→ Work item:
Rewrite the race shop passage below, beginning at the words "Up on a shelf, you" and stopping after "weekend, you think?", with "extra seats" replaced by "spare seats".

→ Passage:
┏━━
The hood scoop makes it look fast.
Glenn's racing and hot car days included a lightning sprint and this go cart. He loved to race, especially a sprint car, but now is a car owner and I think he still would like to light up the tires now and then on some track.
Hang on, the race shop is coming. Here is a look at the family pool and some of the grounds on this 2-1/2 acre property Glenn and Carol call home.
The slide on the rock hill looks inviting, especially in the hot climate out there. He says it is about 8 degrees cooler than down on the 210 freeway nearby.
I missed taking a pic of the shop, but that is the roof of it behind the truck.
The hauler is as big and amazing as any in racing. Glenn is having a "truck barn" built behind the race shop for this big monster. In that building will be an indoor basketball court for visitors to use when in town for racing.
The Crossno mule is parked at one end of the long shop that I would estimate to be 100 feet long.
Brian is Glenn's mechanic who was on the outlaw tour for some time before coming to the # 38 team. Brian is responsible for everything during the week and continues his role at the track. It must be nice to have a job like this if your into a lot of work on race cars.
One of three cars in the "chute" getting worked on. It has a 360 and Cory will drive it at Watsonville next friday before the Saturday Santa Maria show.
This new car is under final construction.
This separate room had many kinds of machines that as he said, "what ever we need to make, we have the equipment to do it in here".
Looking the other direction.
Lining up copies in the shop makes this place even more amazing.
Up on a shelf, you can see extra seats, side bars and much more as there is everything in here to build more cars.
So, is three enough for this weekend, you think?
In addition to the motor on the floor, some wheels, cases of oil and two chassis to the left.
Two chassis set on end. One new and unpainted and one crashed model that needs a little tubing replacement before it is ready to go again.
A view around the back side of the cars.
Another look. Notice the trash can and was pizza on the menu?
How clean this new car is. It is a Bullet Chassis. Glenn recently bought out TCR, but don't expect any more of those cars to come off the line. He intends to build street rods out of a new shop he is starting to create. This will be a relaxing fun thing in between sprint races.
A complete rear-end sets on a table ready to go.
Here is a smile from Glenn who is so competitive in everything, he doesn't have much time to relax and smile. With a business to run, a house to remodel and a race car to tinker with, the man has more to do than most could imagine time to get done.
A Buzz Shoemaker special hangs on the wall. Buzz has made many of these over the years and we even auctioned off a few for the Wagsdash in years past.
If you have nothing better to do, you can exercise on these.
Look at the offset, even though it is only a little, it sure helps to turn left.
┗━━
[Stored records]
┏━━
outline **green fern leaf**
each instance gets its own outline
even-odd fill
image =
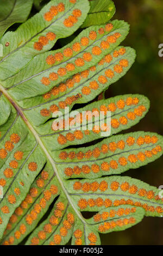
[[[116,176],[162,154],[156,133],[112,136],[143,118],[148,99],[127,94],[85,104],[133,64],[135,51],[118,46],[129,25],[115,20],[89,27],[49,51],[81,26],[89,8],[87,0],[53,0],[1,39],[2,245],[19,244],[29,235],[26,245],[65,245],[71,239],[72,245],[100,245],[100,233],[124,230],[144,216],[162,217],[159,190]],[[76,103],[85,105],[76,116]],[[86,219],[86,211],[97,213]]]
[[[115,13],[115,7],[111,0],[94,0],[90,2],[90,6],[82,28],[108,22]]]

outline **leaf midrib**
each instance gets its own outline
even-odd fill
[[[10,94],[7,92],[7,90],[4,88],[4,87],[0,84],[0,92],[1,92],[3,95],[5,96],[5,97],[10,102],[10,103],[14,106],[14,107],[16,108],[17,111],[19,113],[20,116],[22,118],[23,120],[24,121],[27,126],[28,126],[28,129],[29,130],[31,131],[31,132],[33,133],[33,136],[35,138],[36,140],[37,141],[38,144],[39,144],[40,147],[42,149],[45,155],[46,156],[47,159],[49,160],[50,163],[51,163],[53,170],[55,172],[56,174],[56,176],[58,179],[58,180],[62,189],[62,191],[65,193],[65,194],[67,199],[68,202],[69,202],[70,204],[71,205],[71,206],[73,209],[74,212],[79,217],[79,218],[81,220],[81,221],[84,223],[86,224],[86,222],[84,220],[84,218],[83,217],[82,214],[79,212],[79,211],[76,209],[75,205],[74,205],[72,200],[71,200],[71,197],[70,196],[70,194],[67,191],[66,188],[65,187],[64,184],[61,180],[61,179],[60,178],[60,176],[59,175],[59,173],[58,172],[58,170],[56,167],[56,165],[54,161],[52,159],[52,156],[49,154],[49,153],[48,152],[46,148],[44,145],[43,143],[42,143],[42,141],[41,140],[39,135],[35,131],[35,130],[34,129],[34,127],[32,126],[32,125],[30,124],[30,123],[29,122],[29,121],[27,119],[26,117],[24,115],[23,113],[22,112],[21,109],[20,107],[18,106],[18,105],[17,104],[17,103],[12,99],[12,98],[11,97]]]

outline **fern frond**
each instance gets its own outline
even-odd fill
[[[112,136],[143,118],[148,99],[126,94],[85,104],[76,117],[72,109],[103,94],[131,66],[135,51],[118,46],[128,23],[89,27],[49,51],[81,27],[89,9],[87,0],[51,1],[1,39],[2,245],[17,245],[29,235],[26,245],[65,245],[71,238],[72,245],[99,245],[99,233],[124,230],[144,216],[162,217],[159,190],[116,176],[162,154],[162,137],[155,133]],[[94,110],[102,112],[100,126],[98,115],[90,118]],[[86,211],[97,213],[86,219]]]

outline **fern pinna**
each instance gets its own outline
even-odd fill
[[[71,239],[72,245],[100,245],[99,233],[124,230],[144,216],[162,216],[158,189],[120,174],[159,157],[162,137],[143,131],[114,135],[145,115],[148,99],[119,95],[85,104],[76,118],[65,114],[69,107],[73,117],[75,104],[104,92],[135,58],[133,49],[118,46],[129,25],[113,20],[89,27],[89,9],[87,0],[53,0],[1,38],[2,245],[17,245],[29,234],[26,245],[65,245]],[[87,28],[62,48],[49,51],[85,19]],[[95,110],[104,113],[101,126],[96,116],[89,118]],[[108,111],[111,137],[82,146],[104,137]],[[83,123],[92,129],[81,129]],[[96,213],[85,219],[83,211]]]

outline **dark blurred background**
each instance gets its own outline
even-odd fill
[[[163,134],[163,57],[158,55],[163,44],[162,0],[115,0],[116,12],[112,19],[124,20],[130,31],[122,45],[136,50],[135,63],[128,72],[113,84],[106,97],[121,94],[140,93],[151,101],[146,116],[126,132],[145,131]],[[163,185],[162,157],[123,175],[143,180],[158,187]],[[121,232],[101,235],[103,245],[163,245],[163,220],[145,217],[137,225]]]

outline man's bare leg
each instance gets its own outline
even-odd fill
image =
┗━━
┏━━
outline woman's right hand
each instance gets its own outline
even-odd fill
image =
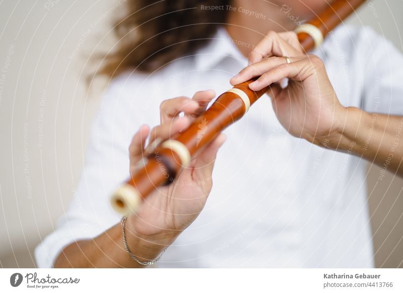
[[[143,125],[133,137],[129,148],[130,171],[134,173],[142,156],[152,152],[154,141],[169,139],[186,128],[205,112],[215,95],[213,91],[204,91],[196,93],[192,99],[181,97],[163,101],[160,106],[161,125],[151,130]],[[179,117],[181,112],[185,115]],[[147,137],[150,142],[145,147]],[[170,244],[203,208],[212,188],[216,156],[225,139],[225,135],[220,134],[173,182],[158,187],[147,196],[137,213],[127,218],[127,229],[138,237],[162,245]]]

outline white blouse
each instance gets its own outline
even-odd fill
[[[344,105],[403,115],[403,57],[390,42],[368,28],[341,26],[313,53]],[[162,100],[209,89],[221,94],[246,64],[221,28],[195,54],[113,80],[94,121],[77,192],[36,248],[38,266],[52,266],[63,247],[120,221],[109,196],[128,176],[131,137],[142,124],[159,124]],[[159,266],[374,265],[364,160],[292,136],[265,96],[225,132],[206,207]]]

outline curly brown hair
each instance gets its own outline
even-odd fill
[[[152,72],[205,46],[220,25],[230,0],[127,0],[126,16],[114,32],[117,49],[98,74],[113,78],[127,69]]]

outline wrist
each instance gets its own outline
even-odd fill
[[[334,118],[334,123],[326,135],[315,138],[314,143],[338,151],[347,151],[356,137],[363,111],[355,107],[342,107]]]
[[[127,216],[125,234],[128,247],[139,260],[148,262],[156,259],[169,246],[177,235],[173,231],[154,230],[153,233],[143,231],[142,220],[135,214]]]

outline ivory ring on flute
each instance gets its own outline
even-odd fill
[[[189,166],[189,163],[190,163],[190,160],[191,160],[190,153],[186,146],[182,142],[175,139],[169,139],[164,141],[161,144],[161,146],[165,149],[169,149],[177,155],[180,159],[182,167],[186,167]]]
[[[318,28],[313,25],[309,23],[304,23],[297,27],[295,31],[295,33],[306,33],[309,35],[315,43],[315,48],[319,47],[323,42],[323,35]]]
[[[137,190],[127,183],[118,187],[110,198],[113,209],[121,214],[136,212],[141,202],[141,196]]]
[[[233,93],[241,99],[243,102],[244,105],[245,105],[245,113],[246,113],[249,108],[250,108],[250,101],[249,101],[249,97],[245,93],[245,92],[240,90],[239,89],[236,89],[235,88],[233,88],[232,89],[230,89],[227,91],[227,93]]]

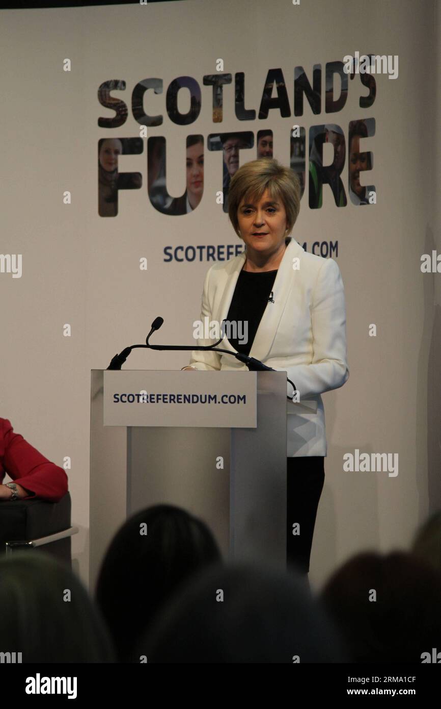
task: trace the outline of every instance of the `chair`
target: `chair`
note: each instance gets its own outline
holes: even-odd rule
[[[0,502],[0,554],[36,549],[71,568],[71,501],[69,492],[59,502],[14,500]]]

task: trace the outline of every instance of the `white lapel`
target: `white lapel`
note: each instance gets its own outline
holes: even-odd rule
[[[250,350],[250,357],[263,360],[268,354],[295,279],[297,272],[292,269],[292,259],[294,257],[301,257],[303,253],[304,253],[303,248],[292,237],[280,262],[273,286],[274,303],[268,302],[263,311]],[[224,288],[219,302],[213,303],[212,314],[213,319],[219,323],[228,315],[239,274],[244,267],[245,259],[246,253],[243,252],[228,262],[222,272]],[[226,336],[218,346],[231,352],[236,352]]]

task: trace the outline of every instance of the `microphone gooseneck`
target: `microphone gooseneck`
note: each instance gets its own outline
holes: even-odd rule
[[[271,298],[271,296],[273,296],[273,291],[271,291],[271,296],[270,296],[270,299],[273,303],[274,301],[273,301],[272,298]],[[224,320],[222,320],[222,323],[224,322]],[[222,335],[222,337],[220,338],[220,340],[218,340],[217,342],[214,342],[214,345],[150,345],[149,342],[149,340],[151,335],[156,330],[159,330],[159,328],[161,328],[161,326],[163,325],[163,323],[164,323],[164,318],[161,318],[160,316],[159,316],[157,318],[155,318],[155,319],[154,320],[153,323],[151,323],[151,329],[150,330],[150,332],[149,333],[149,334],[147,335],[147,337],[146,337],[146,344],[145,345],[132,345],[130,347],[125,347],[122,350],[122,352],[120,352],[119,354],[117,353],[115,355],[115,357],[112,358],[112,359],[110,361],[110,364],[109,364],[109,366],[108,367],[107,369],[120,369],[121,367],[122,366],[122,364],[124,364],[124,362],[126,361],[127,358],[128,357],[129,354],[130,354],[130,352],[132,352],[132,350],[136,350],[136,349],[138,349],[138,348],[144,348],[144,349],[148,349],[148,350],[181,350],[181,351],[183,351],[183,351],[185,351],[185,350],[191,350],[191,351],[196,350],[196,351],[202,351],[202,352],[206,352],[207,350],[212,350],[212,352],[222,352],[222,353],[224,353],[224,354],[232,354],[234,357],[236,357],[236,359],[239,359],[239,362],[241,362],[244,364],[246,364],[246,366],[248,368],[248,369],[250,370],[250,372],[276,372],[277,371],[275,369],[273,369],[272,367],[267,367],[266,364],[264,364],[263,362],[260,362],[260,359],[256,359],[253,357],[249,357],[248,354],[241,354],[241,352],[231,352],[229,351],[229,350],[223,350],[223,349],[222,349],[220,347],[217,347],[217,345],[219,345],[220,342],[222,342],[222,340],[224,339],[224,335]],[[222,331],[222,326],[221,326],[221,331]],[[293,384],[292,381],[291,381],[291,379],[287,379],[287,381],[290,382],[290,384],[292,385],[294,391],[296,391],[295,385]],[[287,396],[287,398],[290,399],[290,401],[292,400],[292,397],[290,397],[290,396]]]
┗━━
→ Result:
Up on a shelf, you can see spare seats, side bars and much more as there is everything in here to build more cars.
So, is three enough for this weekend, you think?